**Action item**
Each line below must be printed exactly as it stands.

===============

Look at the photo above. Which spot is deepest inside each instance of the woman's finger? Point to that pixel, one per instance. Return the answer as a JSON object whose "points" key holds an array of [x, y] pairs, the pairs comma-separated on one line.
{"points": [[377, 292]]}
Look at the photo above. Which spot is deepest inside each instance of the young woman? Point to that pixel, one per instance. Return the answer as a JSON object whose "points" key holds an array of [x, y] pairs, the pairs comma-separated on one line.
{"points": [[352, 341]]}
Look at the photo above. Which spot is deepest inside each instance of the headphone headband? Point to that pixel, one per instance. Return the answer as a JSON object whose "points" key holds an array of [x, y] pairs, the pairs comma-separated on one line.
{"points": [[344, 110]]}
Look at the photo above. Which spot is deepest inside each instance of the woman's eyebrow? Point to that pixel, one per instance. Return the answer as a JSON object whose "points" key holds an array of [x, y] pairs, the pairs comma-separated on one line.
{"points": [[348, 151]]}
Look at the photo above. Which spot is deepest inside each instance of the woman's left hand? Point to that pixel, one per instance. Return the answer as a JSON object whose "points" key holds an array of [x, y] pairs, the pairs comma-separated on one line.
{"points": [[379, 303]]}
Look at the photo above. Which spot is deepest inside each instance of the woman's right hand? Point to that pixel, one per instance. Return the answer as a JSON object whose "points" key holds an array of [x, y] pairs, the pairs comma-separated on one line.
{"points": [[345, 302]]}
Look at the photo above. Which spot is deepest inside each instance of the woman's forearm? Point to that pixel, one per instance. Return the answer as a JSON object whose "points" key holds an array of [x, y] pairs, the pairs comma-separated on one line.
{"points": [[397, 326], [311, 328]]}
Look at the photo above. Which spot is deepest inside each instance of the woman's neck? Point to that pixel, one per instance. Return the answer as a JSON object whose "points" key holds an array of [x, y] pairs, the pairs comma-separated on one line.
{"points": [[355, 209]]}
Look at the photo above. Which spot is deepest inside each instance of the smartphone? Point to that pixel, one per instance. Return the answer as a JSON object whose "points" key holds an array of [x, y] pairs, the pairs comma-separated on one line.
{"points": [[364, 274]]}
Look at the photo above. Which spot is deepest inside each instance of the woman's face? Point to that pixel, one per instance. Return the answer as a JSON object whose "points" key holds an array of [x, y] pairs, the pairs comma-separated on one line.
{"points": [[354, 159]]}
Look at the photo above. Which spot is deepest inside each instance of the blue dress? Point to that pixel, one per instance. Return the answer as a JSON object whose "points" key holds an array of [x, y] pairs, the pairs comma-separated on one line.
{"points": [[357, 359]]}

===============

**Task response**
Look at the photo above. Which spot is deepest inside each instance of the woman's finger? Point to that pixel, one per instance. Return the answer as a JSON object whose "points" key holds an array of [x, y] pairs, the pairs comma-separated on one line.
{"points": [[377, 292]]}
Look at the photo above. Which spot is deepest inside each instance of the young woman? Point to that pixel, one per instance. Return the answer as a JSON object whose "points" key holds an array of [x, y] pairs, the pairs comma-separated on one line.
{"points": [[352, 341]]}
Look at the photo above. Which spot is deepest inside each instance of the headphone headband? Point to that pixel, one per instance. Return the answer as a JSON object whose "points" key holds an array of [x, y] pairs, the pairs comma-separated on one line.
{"points": [[344, 110]]}
Look at the photo above. Which spot is deepest inside each instance of the woman's eyebrow? Point to that pixel, one per instance. Return the answer as a JSON object whose "points" key holds an array of [x, y] pairs, the pairs comma-separated on one line.
{"points": [[348, 151]]}
Look at the photo above. Which spot is deepest inside each instance of the woman's left hand? Point to that pixel, one per instance. Return the answer as a JSON object whose "points" key holds an array of [x, y] pairs, the pairs comma-separated on one line.
{"points": [[379, 303]]}
Look at the photo above. Which spot is deepest inside each instance of the woman's right hand? Point to that pixel, one per instance. Return the answer as a JSON object whose "points" key holds an array of [x, y] pairs, the pairs comma-separated on one line.
{"points": [[345, 302]]}
Look at the photo above. Which spot is deepest inside each instance of the woman's forearm? Point to that pixel, one per instance. Return the answer as a JSON object whose "points" key holds an array of [x, y] pairs, the pairs comma-separated on one line.
{"points": [[397, 326], [311, 328]]}
Look at the photo above. Which spot is deepest inside each instance of the woman's neck? Point to that pixel, one per instance. Return the answer as a JSON object whose "points" key holds an array of [x, y] pairs, the pairs comma-separated on one line.
{"points": [[355, 209]]}
Look at the photo above. Which spot is deepest inside each instance of the smartphone? Point to that pixel, one per instance. Return the answer as a JSON object whose "points" key holds an array of [x, y] pairs, the pairs comma-separated on one line.
{"points": [[364, 274]]}
Look at the photo above. Which spot is deepest inside each instance of the woman's face? Point to that pixel, one per instance. Return the answer as a JSON object whose "points" key holds an array of [x, y] pairs, the pairs comma-separated on one line.
{"points": [[354, 159]]}
Look at the photo above. Which spot is deepest inside each instance of the blue dress? Point to that pixel, one per instance. Return the answer as a JSON object whose "points" key holds an array of [x, y] pairs, the pairs comma-separated on one line.
{"points": [[357, 359]]}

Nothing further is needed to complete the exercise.